- DATA TO PROCESS
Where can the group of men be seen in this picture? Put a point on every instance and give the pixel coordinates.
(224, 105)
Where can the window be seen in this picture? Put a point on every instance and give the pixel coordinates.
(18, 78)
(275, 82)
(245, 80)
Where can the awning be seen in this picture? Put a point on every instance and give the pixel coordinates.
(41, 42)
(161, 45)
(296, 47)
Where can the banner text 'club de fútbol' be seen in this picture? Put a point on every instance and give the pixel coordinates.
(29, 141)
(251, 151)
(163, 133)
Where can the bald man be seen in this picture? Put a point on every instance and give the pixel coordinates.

- TASK DETAILS
All of the entries need to be reproduced exactly; please write them out.

- RESULT
Where can the group of men be seen in this picture? Put a point on every instance and give the pixel coordinates.
(224, 105)
Where can the window be seen in this picture? Put a point on every instance and give the pixel coordinates.
(18, 78)
(275, 82)
(245, 80)
Where can the awning be seen in this picture? Put a point on every instance and give the pixel coordinates.
(41, 42)
(161, 45)
(296, 47)
Where can the banner text 'club de fútbol' be seen in this picture? Put a point on every instance and give the pixel coordinates.
(29, 141)
(251, 151)
(163, 133)
Where can the bald man be seen in this picture? Put a point on every instance and give the pixel coordinates.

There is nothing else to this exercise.